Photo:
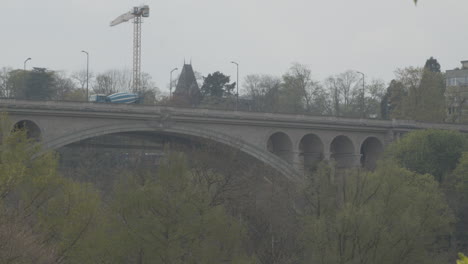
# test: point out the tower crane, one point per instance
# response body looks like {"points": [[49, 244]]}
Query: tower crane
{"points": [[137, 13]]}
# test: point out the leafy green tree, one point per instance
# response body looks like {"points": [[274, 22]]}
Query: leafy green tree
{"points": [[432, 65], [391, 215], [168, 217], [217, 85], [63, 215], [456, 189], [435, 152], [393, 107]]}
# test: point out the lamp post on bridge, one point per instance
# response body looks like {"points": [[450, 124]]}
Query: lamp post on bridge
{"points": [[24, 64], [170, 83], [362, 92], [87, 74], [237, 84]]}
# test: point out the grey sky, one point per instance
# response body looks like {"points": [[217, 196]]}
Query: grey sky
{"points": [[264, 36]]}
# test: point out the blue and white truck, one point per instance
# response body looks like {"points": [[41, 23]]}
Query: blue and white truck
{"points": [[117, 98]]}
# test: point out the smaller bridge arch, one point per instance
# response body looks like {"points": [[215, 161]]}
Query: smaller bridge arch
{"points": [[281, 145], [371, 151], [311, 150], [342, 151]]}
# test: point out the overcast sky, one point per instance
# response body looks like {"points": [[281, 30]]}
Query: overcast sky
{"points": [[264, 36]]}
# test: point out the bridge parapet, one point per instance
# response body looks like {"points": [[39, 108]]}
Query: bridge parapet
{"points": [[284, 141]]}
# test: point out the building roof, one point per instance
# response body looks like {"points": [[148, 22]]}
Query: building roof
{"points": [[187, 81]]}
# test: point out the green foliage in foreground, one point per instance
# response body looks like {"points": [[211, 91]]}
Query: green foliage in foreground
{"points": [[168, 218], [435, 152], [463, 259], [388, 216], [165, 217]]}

--

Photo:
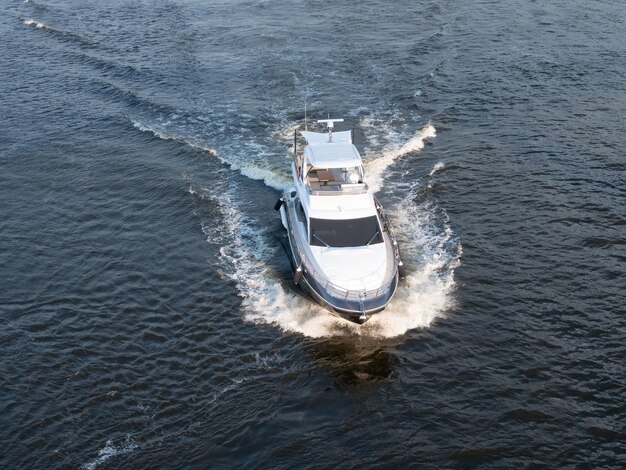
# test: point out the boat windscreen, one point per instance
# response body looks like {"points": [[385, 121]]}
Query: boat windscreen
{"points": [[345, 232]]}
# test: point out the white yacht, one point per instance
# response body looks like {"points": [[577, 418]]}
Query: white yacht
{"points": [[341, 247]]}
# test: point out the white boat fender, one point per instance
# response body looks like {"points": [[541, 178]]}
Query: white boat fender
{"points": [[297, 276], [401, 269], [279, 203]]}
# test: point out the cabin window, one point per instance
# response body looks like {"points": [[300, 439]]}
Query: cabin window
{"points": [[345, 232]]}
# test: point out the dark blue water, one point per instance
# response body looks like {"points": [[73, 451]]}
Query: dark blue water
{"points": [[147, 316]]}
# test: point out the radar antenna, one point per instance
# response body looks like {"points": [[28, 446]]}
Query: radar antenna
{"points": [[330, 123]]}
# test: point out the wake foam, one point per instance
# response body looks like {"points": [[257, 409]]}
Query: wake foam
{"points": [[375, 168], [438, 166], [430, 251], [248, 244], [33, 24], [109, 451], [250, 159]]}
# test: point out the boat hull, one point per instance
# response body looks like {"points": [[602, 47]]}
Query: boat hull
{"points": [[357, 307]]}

---

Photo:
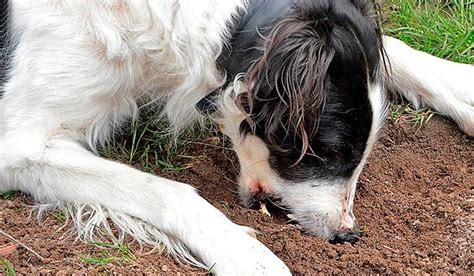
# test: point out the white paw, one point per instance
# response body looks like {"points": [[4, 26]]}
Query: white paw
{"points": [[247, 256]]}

— REQUIREMENTS —
Extract every line of the rows above that contains the string "foam", copying each line in full; case counts.

— RESPONSE TO THE EXERCISE —
# test: point out the wake foam, one point per instance
Query: wake foam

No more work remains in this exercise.